Task statement —
Transcribe exactly the entries from the "of the curved" line to the end, both included, minus pictures.

== Records supplied ==

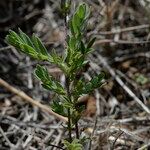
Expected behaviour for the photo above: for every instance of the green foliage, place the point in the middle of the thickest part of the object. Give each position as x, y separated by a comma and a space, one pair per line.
48, 82
72, 63
30, 46
74, 145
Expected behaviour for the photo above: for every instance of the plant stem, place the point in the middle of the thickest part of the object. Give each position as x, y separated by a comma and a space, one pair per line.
69, 125
77, 129
69, 114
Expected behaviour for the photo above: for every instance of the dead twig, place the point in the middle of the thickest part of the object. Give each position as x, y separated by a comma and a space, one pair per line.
31, 101
121, 83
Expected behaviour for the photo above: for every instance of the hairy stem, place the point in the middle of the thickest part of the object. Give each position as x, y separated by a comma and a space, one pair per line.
69, 114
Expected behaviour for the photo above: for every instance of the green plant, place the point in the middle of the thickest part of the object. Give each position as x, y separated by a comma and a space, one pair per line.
71, 63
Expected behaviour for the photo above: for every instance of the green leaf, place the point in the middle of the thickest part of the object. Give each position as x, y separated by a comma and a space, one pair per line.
30, 46
90, 44
48, 82
58, 108
81, 11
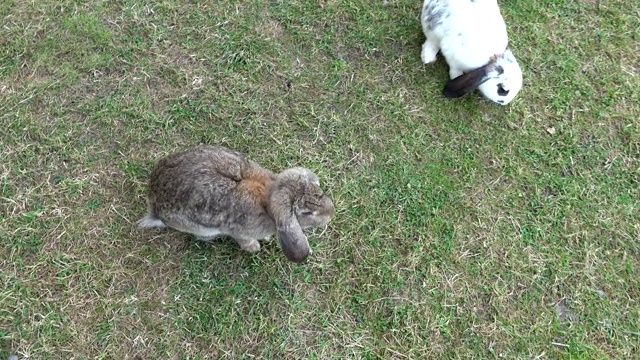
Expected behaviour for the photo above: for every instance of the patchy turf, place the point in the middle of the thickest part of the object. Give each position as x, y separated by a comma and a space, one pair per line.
463, 229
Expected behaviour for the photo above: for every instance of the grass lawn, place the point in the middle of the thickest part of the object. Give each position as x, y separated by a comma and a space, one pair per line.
464, 229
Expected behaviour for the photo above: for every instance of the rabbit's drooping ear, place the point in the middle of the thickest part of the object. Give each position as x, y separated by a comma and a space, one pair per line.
467, 82
292, 240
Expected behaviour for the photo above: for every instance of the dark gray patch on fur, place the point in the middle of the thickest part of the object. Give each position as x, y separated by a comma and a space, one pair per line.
502, 91
433, 12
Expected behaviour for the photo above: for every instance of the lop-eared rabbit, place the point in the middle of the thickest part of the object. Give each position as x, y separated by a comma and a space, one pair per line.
472, 36
211, 191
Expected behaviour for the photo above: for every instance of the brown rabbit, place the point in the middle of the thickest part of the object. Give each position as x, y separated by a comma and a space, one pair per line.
211, 191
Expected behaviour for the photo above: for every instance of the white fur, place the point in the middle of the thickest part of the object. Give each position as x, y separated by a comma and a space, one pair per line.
468, 34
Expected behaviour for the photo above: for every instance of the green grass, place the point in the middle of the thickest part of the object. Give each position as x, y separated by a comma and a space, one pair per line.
463, 229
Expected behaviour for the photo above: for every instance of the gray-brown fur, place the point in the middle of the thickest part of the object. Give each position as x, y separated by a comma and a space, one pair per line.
212, 191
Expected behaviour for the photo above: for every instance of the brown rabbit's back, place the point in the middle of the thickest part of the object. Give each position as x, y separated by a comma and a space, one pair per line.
211, 186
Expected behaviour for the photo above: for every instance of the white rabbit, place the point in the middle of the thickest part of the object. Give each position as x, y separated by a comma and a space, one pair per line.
472, 36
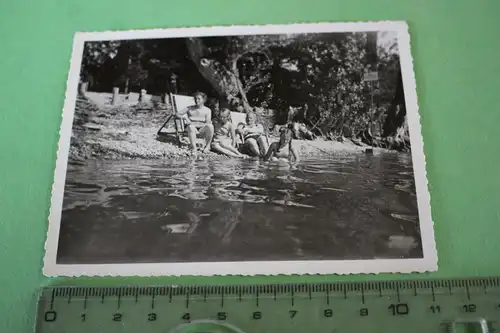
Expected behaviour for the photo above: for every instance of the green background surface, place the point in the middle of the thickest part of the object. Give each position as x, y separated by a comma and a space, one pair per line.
456, 57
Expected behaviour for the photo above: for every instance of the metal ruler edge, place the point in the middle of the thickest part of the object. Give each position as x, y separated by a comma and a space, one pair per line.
416, 287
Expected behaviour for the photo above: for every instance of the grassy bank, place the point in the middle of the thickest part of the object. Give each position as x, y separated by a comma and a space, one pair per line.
130, 132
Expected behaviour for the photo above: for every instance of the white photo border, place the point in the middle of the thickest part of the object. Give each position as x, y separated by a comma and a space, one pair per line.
428, 263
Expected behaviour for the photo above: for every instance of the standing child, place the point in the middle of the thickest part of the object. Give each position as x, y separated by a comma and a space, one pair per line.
224, 141
283, 148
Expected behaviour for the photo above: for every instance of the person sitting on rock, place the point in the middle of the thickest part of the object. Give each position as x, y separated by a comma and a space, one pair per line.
283, 149
225, 136
254, 138
198, 121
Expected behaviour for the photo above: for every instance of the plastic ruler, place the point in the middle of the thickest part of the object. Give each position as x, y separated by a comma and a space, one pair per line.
446, 306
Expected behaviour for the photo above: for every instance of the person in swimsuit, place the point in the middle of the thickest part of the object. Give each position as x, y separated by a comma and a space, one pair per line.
198, 120
225, 135
253, 134
283, 149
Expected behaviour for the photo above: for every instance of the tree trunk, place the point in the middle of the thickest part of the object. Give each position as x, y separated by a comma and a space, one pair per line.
236, 74
222, 79
371, 50
395, 133
82, 89
396, 114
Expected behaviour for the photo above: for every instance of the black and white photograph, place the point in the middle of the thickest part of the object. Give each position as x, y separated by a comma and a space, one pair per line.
241, 150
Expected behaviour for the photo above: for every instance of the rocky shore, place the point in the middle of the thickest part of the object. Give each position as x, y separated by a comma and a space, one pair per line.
130, 132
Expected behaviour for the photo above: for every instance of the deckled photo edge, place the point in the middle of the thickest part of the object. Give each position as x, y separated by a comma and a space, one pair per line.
65, 132
343, 267
417, 144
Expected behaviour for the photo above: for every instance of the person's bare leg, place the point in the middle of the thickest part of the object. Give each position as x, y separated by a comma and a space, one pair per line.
208, 134
227, 146
219, 149
263, 146
191, 132
252, 146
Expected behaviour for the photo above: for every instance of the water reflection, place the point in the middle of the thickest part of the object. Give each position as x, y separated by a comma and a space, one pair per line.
349, 207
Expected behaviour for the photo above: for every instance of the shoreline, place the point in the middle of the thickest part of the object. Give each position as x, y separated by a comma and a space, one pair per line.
125, 133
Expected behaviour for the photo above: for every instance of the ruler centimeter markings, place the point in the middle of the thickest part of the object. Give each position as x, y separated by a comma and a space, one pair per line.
441, 306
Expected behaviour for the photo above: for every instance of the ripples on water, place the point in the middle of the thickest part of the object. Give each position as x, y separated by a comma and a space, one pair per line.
354, 207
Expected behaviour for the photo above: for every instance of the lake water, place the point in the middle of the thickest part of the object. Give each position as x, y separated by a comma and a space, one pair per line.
343, 207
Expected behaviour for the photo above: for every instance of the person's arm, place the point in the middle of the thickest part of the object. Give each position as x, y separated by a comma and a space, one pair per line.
208, 116
271, 151
233, 135
294, 152
182, 113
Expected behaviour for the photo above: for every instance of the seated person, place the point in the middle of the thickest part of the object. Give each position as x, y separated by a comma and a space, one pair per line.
283, 149
198, 121
254, 139
225, 136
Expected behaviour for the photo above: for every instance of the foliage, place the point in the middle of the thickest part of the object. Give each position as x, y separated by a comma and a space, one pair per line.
321, 74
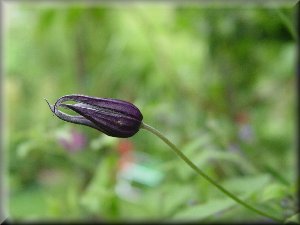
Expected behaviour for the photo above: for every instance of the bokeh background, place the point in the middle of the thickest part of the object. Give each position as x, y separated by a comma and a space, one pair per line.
218, 81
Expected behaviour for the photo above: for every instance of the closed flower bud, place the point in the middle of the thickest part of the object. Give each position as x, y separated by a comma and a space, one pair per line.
113, 117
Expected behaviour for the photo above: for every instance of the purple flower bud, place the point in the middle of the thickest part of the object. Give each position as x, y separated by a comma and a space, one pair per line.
113, 117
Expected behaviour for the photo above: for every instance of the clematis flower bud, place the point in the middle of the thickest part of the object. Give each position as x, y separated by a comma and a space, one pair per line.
113, 117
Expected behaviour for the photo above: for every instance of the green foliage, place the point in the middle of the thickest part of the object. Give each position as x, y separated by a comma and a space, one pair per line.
219, 82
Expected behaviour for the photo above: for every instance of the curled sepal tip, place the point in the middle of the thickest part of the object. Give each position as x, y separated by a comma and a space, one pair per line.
116, 118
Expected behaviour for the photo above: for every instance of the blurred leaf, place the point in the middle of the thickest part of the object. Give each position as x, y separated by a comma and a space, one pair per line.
293, 219
274, 191
247, 185
200, 212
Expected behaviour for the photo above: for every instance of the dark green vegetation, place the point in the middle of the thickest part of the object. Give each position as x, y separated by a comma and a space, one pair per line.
219, 82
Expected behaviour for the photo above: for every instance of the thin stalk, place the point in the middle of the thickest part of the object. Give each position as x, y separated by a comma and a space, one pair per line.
194, 167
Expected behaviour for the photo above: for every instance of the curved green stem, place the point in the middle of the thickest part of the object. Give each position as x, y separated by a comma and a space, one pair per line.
194, 167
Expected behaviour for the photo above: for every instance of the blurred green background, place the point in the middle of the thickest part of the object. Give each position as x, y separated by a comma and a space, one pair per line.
217, 81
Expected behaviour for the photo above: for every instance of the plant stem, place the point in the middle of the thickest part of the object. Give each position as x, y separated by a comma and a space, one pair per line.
194, 167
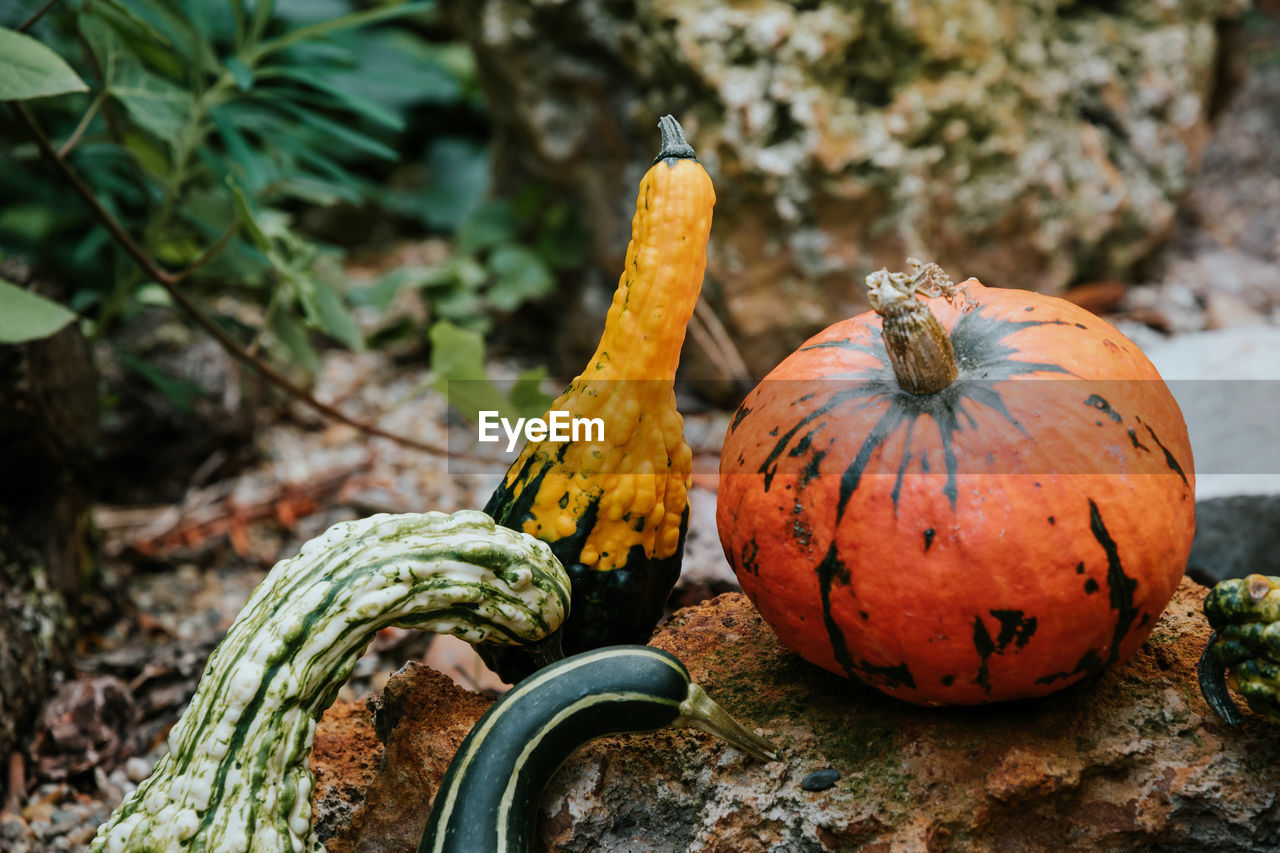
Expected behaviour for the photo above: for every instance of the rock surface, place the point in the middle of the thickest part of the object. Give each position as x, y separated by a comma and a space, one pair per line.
1133, 758
1031, 145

===

Exercise result —
Expected behaviour for the photo above: for every instance of the curved green stem, place the point in the middle of the thickest part of the object. Give each position as x, y separated by a comma and a space, one pair per line.
194, 167
Expected behaviour for the photo above: for every instance of the blurred green background, place the point in the middle of the thickest part of the object. Give each position as x, y separated by a comma and a space, one pair per line.
217, 81
Expected behaviour for the photo above: for every instance of the plant stem, place the point in the middle of the thickest part of the object. Give each position as x, y separated by a comma and a space, one pair per line.
194, 167
Expected behaviour for the photo above: for every instance of the rock surface, place the point in the middle of the thickest part of the object. Give each position as x, y separated by a comma and a space, one pair per line.
1133, 758
1031, 145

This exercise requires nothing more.